*Task brief*: Copy every line of the material below without changing a character.

*Task inputs*:
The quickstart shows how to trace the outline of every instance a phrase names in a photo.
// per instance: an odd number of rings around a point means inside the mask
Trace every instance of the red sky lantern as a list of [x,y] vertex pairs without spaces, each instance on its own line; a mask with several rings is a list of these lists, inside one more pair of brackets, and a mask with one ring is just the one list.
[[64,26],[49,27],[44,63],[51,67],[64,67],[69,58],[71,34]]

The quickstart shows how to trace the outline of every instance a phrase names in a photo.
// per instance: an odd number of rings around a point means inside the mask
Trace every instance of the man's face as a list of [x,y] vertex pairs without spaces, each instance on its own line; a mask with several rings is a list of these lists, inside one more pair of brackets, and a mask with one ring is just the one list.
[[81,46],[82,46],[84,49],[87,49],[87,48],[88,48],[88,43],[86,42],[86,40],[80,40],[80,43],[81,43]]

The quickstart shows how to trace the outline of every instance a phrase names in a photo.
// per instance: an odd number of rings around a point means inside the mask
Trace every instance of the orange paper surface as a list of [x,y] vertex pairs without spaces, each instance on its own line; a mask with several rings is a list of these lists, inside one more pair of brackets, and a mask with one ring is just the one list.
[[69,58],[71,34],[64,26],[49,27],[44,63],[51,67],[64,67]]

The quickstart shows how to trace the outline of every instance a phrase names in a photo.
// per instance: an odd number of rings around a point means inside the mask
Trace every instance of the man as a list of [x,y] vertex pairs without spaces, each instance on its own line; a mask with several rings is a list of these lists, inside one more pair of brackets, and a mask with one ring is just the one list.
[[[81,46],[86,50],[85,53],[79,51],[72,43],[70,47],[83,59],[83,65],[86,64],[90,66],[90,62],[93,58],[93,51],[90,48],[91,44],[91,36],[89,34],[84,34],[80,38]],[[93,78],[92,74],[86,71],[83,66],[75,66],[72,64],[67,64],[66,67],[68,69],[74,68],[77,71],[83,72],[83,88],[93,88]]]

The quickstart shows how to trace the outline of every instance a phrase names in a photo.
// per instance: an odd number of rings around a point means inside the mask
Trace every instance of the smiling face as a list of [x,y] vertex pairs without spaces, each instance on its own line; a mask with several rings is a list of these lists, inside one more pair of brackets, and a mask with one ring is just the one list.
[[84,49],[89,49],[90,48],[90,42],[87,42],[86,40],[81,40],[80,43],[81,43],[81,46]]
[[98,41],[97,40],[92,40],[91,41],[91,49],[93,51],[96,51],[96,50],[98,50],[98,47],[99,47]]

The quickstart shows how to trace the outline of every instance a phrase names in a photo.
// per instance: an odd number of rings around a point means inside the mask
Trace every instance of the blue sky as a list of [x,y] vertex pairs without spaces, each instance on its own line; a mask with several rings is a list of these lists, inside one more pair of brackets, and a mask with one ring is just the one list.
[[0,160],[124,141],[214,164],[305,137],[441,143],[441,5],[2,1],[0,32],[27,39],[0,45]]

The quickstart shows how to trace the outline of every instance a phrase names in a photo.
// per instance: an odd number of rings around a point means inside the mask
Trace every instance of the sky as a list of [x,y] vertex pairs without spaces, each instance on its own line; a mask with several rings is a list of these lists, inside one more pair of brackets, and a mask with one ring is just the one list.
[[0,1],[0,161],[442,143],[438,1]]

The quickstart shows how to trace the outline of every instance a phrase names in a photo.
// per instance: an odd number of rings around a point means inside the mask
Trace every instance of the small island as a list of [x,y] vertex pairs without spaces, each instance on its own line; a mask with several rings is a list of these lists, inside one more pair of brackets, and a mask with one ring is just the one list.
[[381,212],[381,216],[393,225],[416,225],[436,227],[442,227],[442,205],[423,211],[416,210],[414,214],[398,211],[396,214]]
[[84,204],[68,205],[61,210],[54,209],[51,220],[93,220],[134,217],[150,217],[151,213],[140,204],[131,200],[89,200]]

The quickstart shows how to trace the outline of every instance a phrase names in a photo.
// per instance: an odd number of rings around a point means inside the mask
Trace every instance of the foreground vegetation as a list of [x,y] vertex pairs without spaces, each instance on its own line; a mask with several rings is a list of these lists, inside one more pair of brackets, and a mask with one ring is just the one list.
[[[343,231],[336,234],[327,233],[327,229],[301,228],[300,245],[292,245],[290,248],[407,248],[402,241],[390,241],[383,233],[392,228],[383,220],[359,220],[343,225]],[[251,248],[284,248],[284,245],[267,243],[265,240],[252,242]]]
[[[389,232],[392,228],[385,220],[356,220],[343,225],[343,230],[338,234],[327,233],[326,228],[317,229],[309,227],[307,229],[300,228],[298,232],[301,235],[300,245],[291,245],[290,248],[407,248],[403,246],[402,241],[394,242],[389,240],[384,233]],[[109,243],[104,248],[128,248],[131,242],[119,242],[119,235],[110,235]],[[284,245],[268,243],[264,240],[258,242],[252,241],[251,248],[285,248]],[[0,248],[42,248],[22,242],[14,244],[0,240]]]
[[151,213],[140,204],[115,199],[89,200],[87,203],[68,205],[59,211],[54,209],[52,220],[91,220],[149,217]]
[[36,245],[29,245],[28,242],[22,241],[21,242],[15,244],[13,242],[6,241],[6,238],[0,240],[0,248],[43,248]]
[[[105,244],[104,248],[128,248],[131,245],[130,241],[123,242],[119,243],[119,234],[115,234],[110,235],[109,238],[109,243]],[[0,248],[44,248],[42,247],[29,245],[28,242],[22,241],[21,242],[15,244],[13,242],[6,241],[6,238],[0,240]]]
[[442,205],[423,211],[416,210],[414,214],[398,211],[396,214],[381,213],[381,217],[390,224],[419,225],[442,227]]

*Completed task*:
The quickstart shows how to trace the outline of every instance a phrase names in a photo.
// per instance: an odd number of rings around a point means inside the mask
Trace every instance of the red sky lantern as a list of [x,y] vertex pairs without spaces, each instance on its own line; a mask with several rings is a list of these lists, inside one more pair of brackets, and a mask with one ring is just the one list.
[[64,26],[49,27],[44,63],[51,67],[64,67],[69,58],[71,34]]

The quickstart shows how to trace the outline of every instance a phrase names in a photo.
// per instance: an odd number of rings around a point means inside the mask
Trace every instance of the man's face as a list of [x,y] vertex pairs without spaces, each instance on its own line; a mask with several rings is a list of these lists, inside one more pair of brackets, and a mask with one ring is just the one list.
[[81,46],[82,46],[84,49],[87,49],[87,48],[88,48],[88,43],[86,42],[86,40],[80,40],[80,43],[81,43]]

The quickstart shows how to trace the outline of every instance a phrase names in a photo.
// per instance: an odd number of rings around a point means inside the mask
Trace every instance of the orange paper surface as a list of [x,y] vertex pairs without spaces, each instance on its own line; a mask with several rings is a list of these lists, inside one more pair of brackets, and a mask with one ring is just the one list.
[[69,58],[71,34],[64,26],[49,27],[44,63],[51,67],[64,67]]

The quickstart shows how to trace the outline of every instance a phrase names in a photo.
// per instance: an odd number of rings around a point means inside the mask
Trace every instance of the man as a list of [x,y] vertex pairs without spaces, each instance on its own line; a mask with several rings is a list of these lists, inside one more pair of brackets, and a mask with one ring is just the one list.
[[[81,46],[86,50],[85,53],[79,51],[72,43],[70,47],[83,59],[83,65],[86,64],[90,66],[90,62],[93,58],[93,51],[90,48],[91,44],[91,36],[89,34],[84,34],[80,38]],[[93,78],[92,74],[86,71],[83,66],[75,66],[72,64],[67,64],[66,67],[68,69],[74,68],[77,71],[83,72],[83,88],[93,88]]]

The quickstart shows how to trace the outline of every instance a phrase names in a photo.
// per instance: an odd number of rings around a point means inside the mask
Trace every instance of the smiling face as a list of [x,y] vertex pairs without spaces, each instance on its own line; a mask with several rings is a list of these lists, inside one more pair of brackets, and a mask with one ring is just the one list.
[[84,49],[89,49],[90,48],[90,42],[87,42],[86,40],[81,40],[80,43],[81,43],[81,46]]
[[98,41],[97,40],[92,40],[91,41],[91,49],[93,51],[96,51],[96,50],[98,50],[98,47],[99,47]]

The quickstart shows how to trace the outline of every instance a phrase names in a photo.
// per instance: an odd number of rings around a point means inside the mask
Trace every instance of the blue sky as a list of [x,y] vertex pairs without spaces, each instance on its own line; a mask with several rings is a list of these lists, inside one more pair of brackets, and a mask with one ring is just the one list.
[[0,160],[124,141],[214,164],[305,137],[441,143],[441,5],[2,1],[0,32],[27,39],[0,45]]

The quickstart shows how to trace the outline of every instance a phrase names in a photo.
// per instance: an odd number of rings around a point means inside the mask
Trace every instance of the sky as a list of [x,y] vertex pairs without spaces, each instance on its own line; a mask with several rings is a list of these lists, inside one more pair of brackets, and a mask with one ring is just the one list.
[[0,1],[0,161],[442,143],[438,1]]

The quickstart shows how to trace the outline of every instance a phrase names in a photo.
// per instance: an odd number of rings around a point means inside the mask
Trace every instance of the small island as a list of [x,y] vertex pairs without spaces, each instance on its own line; a mask with several rings is a list of these lists, inside one more pair of brackets, and a mask with one ring is just the one list.
[[381,212],[381,216],[393,225],[416,225],[436,227],[442,227],[442,205],[423,211],[416,210],[414,214],[398,211],[396,214]]
[[84,204],[68,205],[61,210],[54,209],[51,220],[93,220],[134,217],[150,217],[151,213],[140,204],[131,200],[89,200]]

The quickstart shows how to trace the outline of every instance a phrase names in a photo.
// per instance: an odd number of rings around a point means inside the mask
Trace every instance of the foreground vegetation as a list of [x,y] vertex pairs without spaces, each instance on its own line; a mask with several rings is a list of these lists, inside one more pair of brackets, and a mask with one ring is just the one list.
[[[343,231],[336,234],[327,233],[327,229],[301,228],[300,245],[292,245],[290,248],[407,248],[402,241],[390,241],[383,233],[392,228],[383,220],[359,220],[343,225]],[[251,248],[284,248],[284,245],[267,243],[265,240],[252,242]]]
[[[389,232],[392,228],[385,220],[356,220],[343,225],[343,230],[338,234],[327,233],[326,228],[317,229],[309,227],[307,229],[300,228],[298,232],[301,235],[300,245],[291,245],[290,248],[407,248],[403,246],[402,241],[394,242],[389,240],[384,233]],[[109,243],[104,248],[128,248],[131,242],[119,242],[119,235],[110,235]],[[284,245],[268,243],[264,240],[258,242],[252,241],[251,248],[285,248]],[[0,248],[42,248],[22,242],[14,244],[0,240]]]
[[151,213],[140,204],[115,199],[89,200],[87,203],[68,205],[59,211],[54,209],[52,220],[91,220],[149,217]]
[[36,245],[29,245],[28,242],[22,241],[21,242],[15,244],[13,242],[6,241],[6,238],[0,240],[0,248],[43,248]]
[[[105,244],[104,248],[128,248],[131,245],[130,241],[123,242],[119,243],[119,234],[115,234],[110,235],[109,238],[109,243]],[[0,248],[44,248],[42,247],[29,245],[28,242],[22,241],[21,242],[15,244],[13,242],[6,241],[6,238],[0,240]]]
[[442,205],[423,211],[416,210],[414,214],[398,211],[396,214],[381,213],[381,217],[390,224],[419,225],[442,227]]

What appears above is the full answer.